▸ **Assignment**
Retype every line from the start of the entries below down to the line with "Please tag the reflected", both ends included; skip the pictures.

▸ **Exercise material**
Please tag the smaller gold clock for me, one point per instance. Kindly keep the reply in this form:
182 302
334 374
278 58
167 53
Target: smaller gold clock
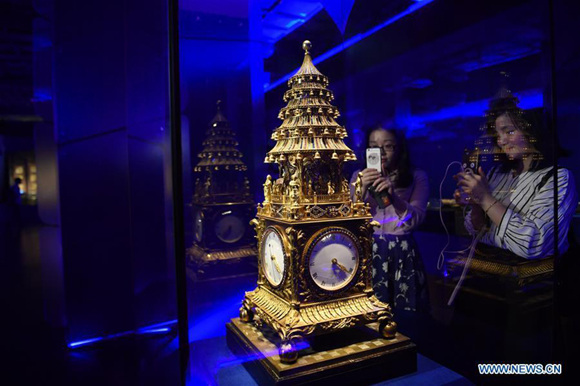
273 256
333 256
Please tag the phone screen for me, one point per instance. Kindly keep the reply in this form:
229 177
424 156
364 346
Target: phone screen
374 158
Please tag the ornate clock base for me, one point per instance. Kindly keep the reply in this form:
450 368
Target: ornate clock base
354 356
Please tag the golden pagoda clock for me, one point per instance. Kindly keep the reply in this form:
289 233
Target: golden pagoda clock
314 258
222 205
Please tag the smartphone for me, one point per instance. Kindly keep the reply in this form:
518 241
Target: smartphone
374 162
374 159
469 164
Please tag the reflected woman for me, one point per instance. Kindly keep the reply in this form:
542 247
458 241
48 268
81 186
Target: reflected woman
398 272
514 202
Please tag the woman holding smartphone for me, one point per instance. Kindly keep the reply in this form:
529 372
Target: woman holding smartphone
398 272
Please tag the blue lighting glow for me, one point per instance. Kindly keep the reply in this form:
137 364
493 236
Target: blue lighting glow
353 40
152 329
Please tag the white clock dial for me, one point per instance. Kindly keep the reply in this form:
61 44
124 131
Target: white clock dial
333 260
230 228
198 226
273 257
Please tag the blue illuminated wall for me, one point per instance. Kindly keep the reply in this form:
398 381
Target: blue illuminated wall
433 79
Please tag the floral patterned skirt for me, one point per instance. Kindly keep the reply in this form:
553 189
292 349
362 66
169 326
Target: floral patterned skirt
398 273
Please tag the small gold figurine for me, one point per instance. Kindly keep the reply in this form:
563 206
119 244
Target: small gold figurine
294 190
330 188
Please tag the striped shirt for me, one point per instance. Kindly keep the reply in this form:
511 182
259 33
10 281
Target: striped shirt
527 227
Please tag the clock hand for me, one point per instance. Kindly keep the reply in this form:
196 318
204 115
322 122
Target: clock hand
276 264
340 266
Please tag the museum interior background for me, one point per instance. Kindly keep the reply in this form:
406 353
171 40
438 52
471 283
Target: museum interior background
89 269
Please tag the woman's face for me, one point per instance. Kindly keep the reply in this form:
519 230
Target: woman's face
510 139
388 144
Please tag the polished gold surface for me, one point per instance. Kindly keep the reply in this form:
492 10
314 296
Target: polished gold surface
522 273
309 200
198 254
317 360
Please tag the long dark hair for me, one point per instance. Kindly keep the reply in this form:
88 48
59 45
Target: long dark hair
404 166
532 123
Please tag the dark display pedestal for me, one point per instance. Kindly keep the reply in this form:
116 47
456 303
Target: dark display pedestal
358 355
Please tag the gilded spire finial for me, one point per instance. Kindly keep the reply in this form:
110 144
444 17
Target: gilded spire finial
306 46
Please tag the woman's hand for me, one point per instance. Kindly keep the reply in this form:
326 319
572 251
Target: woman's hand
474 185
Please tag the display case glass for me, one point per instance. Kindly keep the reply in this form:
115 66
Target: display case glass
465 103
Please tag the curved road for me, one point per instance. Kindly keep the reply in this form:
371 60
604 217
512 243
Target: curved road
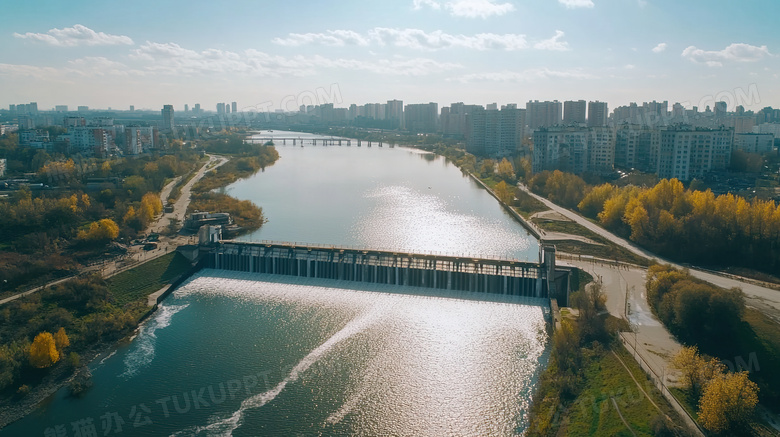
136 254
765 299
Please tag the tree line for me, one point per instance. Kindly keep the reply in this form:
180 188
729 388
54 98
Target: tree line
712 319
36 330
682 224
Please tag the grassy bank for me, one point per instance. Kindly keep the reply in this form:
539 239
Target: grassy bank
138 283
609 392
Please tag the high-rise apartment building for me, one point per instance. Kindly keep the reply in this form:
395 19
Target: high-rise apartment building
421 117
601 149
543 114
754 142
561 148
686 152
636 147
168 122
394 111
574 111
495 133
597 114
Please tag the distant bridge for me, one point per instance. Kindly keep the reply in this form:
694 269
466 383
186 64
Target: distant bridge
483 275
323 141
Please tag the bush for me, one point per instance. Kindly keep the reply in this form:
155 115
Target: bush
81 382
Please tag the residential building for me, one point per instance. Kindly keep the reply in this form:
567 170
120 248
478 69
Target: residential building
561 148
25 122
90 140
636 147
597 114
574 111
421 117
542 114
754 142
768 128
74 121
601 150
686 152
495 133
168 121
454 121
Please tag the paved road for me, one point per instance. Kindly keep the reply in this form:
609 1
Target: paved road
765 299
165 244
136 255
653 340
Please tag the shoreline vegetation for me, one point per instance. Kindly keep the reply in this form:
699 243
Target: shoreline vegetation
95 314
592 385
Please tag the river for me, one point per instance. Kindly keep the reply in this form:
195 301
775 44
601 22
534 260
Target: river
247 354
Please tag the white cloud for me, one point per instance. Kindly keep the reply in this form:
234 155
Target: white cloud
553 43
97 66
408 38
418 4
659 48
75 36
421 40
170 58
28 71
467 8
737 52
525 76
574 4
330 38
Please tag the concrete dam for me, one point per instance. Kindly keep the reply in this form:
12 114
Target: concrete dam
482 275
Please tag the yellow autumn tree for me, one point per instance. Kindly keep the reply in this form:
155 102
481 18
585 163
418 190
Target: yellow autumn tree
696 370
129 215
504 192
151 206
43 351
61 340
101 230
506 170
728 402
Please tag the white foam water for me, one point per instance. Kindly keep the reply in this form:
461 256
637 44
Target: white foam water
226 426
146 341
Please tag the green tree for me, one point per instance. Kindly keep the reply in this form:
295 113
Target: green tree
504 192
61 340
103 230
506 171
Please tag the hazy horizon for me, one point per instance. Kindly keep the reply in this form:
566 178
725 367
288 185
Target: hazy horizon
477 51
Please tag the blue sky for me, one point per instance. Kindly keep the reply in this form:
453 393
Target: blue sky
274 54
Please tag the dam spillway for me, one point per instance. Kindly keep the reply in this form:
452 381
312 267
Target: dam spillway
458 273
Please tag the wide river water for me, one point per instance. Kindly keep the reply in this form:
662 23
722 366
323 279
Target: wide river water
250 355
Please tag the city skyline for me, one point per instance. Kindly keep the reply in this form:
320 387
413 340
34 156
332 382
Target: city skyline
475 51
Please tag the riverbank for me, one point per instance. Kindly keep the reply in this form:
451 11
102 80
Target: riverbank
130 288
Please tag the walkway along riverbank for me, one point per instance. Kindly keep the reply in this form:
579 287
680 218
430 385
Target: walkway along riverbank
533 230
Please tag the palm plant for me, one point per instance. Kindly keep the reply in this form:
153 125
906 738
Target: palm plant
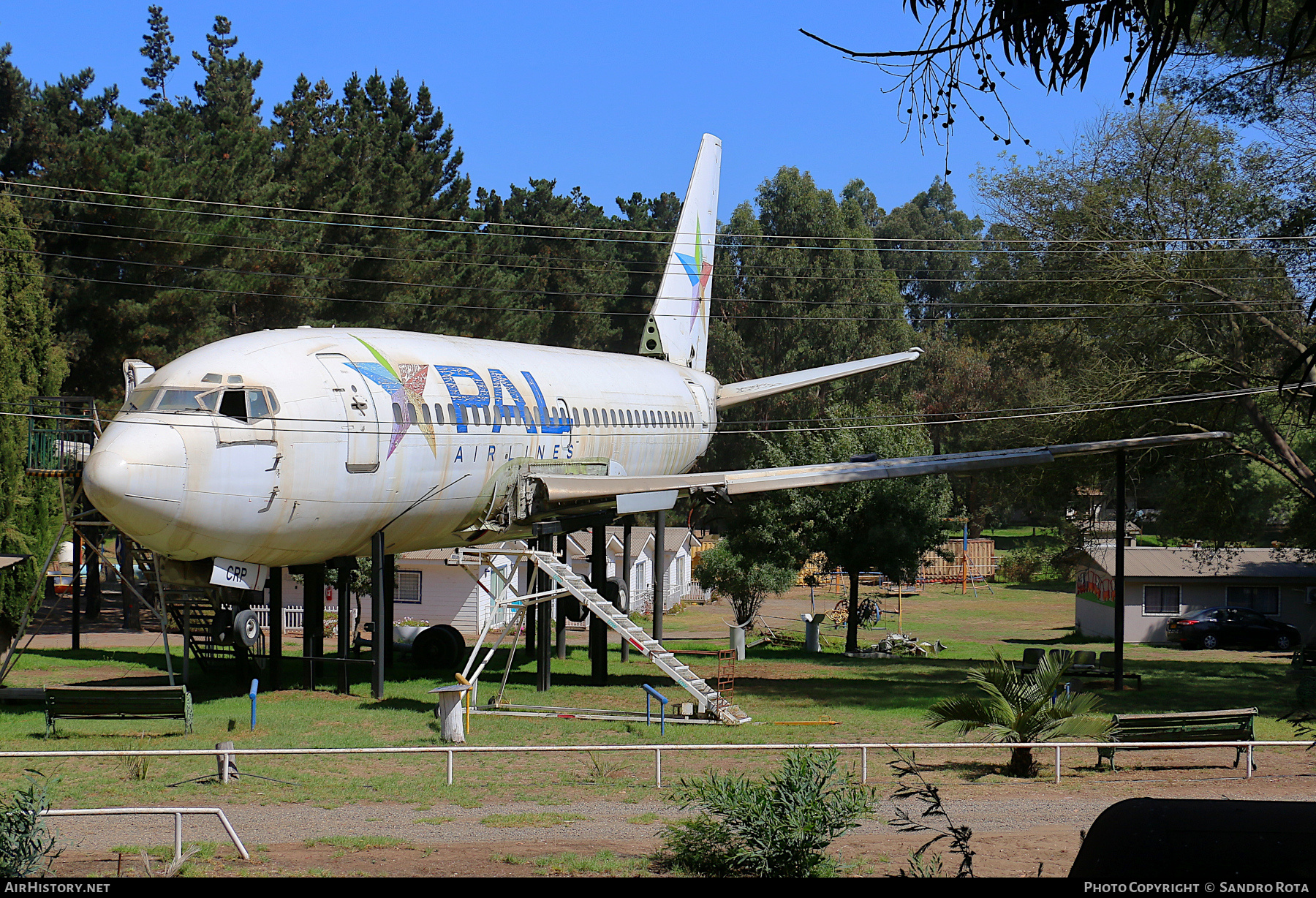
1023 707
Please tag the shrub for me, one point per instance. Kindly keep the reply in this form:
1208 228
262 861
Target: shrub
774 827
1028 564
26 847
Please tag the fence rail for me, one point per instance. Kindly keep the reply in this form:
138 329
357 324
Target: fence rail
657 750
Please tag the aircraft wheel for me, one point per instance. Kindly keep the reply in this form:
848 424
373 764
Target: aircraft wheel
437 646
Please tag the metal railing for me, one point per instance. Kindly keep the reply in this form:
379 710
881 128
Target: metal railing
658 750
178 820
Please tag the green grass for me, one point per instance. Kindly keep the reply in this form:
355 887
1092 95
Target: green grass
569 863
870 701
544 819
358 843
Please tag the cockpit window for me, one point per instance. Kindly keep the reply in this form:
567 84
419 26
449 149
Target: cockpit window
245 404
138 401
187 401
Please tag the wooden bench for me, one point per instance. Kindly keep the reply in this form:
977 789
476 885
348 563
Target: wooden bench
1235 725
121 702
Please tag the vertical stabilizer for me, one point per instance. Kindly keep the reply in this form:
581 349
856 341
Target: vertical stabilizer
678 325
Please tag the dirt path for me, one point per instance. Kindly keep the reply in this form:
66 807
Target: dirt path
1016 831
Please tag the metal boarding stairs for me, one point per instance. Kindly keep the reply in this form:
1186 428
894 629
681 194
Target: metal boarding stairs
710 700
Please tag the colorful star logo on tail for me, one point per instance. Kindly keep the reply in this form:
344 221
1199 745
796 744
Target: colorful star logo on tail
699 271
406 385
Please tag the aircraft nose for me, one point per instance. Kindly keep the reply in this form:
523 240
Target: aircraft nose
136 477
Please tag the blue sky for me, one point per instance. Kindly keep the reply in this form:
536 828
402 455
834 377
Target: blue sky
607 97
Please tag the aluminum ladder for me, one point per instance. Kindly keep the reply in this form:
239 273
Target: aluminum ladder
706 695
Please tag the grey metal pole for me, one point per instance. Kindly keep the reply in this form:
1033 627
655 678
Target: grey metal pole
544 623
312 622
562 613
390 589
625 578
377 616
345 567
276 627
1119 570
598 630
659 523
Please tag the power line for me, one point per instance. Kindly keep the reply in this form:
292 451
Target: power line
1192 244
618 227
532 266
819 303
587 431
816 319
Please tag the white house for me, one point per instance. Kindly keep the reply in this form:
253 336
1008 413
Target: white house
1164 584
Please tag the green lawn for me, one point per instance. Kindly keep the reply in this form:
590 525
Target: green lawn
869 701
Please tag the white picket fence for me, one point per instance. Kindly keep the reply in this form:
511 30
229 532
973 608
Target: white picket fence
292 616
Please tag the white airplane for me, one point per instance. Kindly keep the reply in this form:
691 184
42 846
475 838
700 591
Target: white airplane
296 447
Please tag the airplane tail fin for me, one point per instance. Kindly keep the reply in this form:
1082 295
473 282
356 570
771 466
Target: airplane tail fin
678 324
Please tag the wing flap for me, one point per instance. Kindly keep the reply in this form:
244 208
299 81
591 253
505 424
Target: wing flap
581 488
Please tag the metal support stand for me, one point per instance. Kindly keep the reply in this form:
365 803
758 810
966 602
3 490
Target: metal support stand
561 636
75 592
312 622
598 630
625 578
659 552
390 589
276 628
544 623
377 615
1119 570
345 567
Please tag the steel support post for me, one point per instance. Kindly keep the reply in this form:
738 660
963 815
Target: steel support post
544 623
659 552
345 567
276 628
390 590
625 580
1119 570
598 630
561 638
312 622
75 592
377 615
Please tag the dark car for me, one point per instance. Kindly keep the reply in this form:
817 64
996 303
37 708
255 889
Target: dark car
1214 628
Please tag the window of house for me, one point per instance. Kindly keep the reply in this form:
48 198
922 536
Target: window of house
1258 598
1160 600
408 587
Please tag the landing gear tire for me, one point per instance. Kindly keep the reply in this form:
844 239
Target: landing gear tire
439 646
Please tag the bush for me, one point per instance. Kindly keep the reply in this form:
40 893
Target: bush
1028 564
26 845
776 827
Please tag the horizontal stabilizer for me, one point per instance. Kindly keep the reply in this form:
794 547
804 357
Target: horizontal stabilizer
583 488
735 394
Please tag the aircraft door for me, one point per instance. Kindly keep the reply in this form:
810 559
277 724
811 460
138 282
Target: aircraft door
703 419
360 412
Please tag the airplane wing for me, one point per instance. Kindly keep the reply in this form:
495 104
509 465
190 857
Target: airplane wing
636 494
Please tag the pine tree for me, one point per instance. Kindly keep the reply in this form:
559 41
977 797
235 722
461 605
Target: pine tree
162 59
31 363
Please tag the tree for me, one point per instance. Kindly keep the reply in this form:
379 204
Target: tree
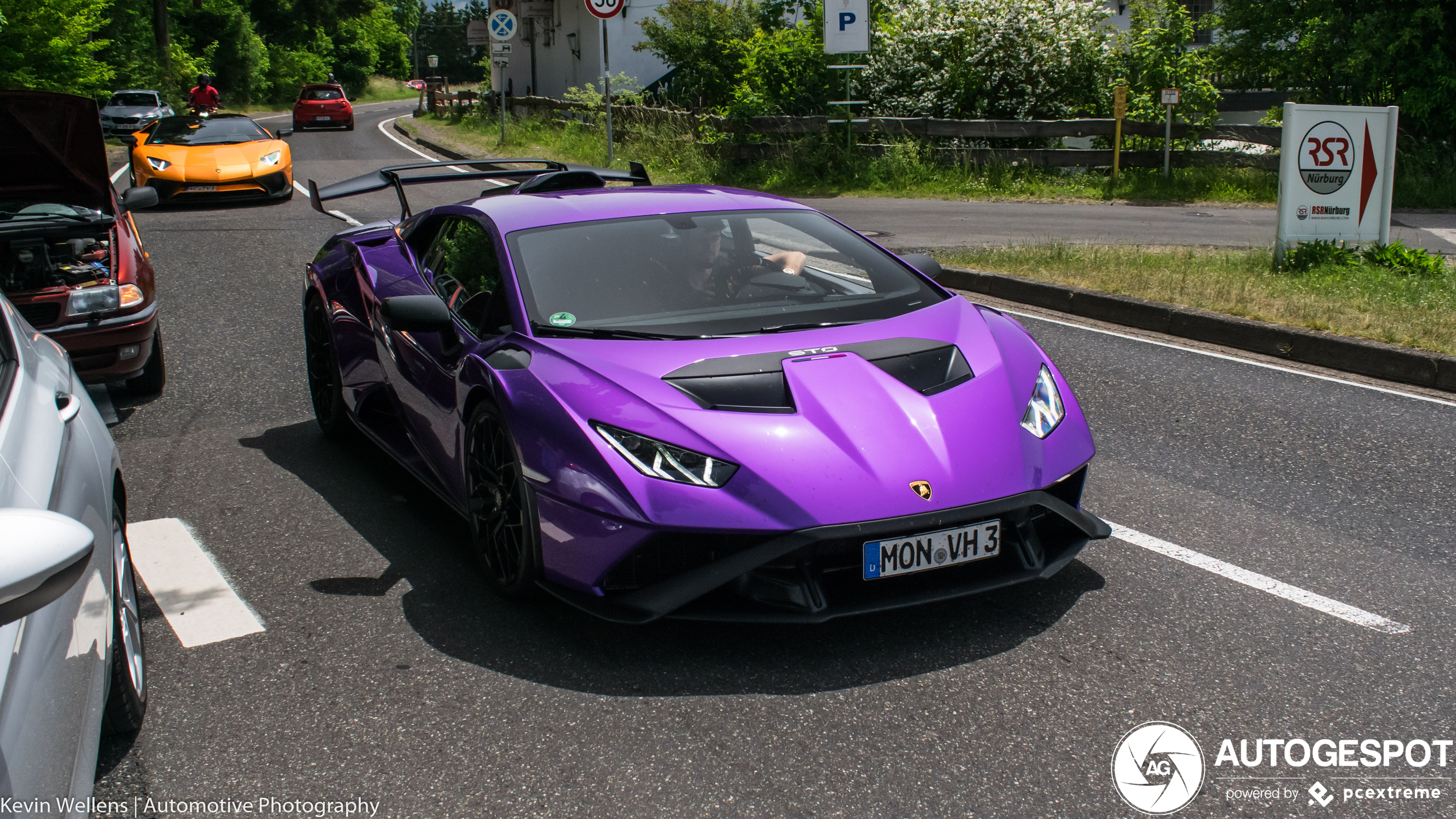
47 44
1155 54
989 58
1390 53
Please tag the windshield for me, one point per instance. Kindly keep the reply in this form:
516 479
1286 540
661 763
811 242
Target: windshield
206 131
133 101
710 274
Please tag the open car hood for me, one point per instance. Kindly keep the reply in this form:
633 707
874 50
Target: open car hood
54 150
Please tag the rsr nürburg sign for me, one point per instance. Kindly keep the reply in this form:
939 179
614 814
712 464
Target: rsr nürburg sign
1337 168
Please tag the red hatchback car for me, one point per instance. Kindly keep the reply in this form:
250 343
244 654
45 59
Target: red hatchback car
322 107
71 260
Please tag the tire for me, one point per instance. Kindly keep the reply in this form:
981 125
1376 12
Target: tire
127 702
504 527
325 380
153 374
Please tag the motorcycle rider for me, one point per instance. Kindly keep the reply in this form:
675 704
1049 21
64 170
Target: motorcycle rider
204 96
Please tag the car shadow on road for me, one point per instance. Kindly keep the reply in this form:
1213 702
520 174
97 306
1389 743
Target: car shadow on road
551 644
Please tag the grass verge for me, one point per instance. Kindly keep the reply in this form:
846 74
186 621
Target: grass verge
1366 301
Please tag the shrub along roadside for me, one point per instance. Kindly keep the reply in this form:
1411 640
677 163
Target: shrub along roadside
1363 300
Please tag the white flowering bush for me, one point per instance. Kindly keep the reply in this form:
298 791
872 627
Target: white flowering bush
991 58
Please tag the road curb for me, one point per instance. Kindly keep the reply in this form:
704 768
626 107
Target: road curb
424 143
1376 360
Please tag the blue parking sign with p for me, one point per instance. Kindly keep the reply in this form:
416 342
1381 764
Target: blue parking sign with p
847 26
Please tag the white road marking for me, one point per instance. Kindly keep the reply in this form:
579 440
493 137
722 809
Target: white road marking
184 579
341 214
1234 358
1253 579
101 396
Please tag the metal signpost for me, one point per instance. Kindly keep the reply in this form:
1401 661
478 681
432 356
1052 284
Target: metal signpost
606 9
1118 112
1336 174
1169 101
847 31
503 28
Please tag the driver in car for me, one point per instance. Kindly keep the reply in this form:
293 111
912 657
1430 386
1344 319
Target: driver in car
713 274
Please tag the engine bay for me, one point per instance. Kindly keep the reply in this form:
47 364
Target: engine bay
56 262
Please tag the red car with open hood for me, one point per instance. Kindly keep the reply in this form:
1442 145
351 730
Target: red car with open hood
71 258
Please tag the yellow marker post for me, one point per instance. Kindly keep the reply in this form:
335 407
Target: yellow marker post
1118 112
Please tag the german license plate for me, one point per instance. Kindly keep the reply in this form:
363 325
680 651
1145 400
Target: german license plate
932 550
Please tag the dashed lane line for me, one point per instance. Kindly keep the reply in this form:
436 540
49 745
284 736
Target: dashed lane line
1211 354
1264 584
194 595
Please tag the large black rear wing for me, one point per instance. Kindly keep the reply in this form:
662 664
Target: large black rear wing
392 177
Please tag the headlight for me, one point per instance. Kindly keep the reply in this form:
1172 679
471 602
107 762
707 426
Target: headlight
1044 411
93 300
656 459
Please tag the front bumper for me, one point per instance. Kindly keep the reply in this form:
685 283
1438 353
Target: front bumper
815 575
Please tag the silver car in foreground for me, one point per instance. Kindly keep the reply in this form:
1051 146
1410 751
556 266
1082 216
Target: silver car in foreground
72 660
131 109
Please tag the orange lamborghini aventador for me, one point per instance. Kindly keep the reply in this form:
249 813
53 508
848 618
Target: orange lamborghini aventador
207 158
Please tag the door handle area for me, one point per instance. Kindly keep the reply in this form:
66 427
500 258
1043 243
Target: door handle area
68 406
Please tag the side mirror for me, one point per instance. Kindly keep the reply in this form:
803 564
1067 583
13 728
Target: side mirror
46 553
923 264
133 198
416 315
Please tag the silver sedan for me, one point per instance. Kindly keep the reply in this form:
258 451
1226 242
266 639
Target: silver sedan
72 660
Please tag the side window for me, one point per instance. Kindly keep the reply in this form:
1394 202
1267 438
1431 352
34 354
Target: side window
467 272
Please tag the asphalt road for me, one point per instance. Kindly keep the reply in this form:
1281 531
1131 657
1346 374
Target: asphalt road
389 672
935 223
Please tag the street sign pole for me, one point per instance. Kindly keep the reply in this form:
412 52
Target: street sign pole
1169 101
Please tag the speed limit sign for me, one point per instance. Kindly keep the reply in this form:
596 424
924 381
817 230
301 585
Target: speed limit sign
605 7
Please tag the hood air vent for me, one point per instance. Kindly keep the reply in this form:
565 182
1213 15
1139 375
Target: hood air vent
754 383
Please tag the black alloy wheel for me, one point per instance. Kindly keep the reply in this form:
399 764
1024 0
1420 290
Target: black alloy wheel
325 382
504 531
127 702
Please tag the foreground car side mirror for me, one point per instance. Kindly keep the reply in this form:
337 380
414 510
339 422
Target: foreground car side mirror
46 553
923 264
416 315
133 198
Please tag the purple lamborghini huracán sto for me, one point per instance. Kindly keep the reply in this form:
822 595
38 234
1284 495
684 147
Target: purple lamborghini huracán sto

▸ **Task answer**
Please tag the smaller gold clock for me, one point per instance. Kindly keep the reply in this form:
182 302
334 374
278 58
167 53
Target: smaller gold clock
273 256
333 256
Please tag the phone screen for me, one point per instance. Kindly keep the reply in this form:
229 177
424 156
364 346
Target: phone screen
374 158
Please tag the ornate clock base for me, one point per instance. Kindly keep the reply in this form:
450 368
Target: ornate clock base
354 356
Please tag the golden pagoda clock for me, one point per instance. Kindly keep the reply in this form:
289 233
Target: golden pagoda clock
314 258
222 205
Please tag the smartphone for me, one point per instance. Kindly keep the reply in this form:
518 241
Target: smartphone
374 162
374 159
469 164
Please tag the reflected woman for me, one point per instance. Kindly keep the reply in this form:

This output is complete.